### [Enunciado]
Copie o trecho do texto sobre racismo e o Censo de 1872 entre "Censo e um projeto" e "morto em 1695.", inclusive, trocando "Zumbi" por "Zumbi dos Palmares".

**** Fonte

BLOG DO IFSC Data de Publicação: 01 nov 2022 09:19 Data de Atualização: 17 mai 2024 17:07
Logo mais, você verá muito conteúdo sobre racismo por aí. Isso porque neste mês temos o Dia da Consciência Negra em 20 de novembro. No post de hoje, aproveitando as discussões que a data provoca, voltamos mais de um século na história do Brasil para mostrar que problemas como o preconceito e o racismo não são de agora. Vamos mostrar que alguns elementos como um Censo realizado por Dom Pedro II ajudaram a reforçar o apagamento da cultura negra e como isso se mantém até hoje.
Para isso, conversamos com integrantes dos Núcleos de Estudos Afro-Brasileiros e Indígenas (Neabi) dos câmpus Gaspar e Canoinhas, Luiz Herculano de Sousa Guilherme, Renata Waleska Pimenta e Cícero Santiago de Oliveira. Também consultamos a pesquisa do professor de história do Câmpus São Miguel do Oeste, Diego Nones Bissigo. Além dos professores, conversamos sobre o assunto com uma das coordenadoras do projeto de extensão “Centralidade Negra no IFSC” do Câmpus Chapecó, Mirian Colonna dos Santos. Vamos lá?
Censo e um projeto de sociedade
O Dia da Consciência Negra é celebrado em 20 de novembro e foi instituído pela Lei nº 12.519 de 10 de novembro de 2011. A data faz referência à morte de Zumbi, líder do Quilombo dos Palmares, morto em 1695.
Uma das principais discussões levantadas anualmente no mês de novembro envolve o racismo. Ele existe e está presente até hoje, não há dúvidas. Mas quando o racismo começou no Brasil? Responder com exatidão é difícil. Porém, os professores do IFSC com quem conversamos nos disseram que analisar o censo realizado em 1872 permite algumas observações interessantes. A contagem da população realizada por Dom Pedro II escondeu deficientes, apagou culturas, religiões e línguas, assim como minimizou a escravidão. E essa história tem tudo a ver com o racismo que vivemos hoje.
Há 150 anos, Dom Pedro II ordenou que se realizasse a contagem da população do Império. E assim foi realizado o primeiro censo brasileiro, em 1º de agosto de 1872. Nesta data, as paróquias distribuíram formulários que deveriam ser preenchidos pelos chefes de família e depois devolvidos para a tabulação das informações.
-> Em 150 anos, conheça a história que o Censo conta
Pela contagem, havia 10 milhões de habitantes (o que quase equivale à cidade de São Paulo - hoje com 12,3 milhões de pessoas). Destes, 1,5 milhão ou 15% eram escravos (número próximo a quantidade de habitantes de Porto Alegre hoje). A população brasileira da época, pelo censo, era 58% preta ou parda, 38% branca e 4% indígena. De acordo com o professor de história do Câmpus São Miguel do Oeste, Diego Nones Bissigo, o levantamento procurou mostrar um Brasil que seria unido e coeso e que estaria se modernizando.
Isto é, assumiu-se que todos falavam Português, que mais de 90% da população era católica e a escravidão era algo “residual”, visto que “apenas” 15% das pessoas eram escravas. Apagando a cultura, a religião e as línguas trazidas da África.

********
**** Dados fornecidos

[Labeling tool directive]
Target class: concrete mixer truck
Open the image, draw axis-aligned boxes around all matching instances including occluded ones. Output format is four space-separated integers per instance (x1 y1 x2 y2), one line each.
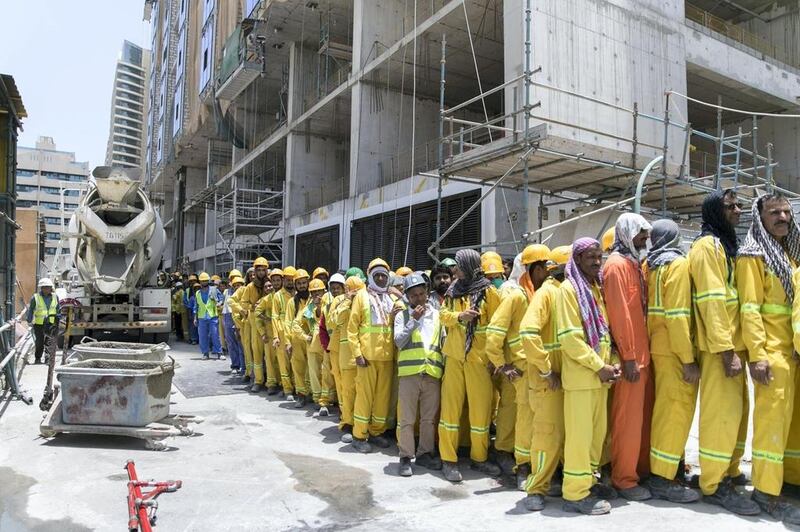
56 166 171 342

********

### [Resposta]
Censo e um projeto de sociedade
O Dia da Consciência Negra é celebrado em 20 de novembro e foi instituído pela Lei nº 12.519 de 10 de novembro de 2011. A data faz referência à morte de Zumbi dos Palmares, líder do Quilombo dos Palmares, morto em 1695.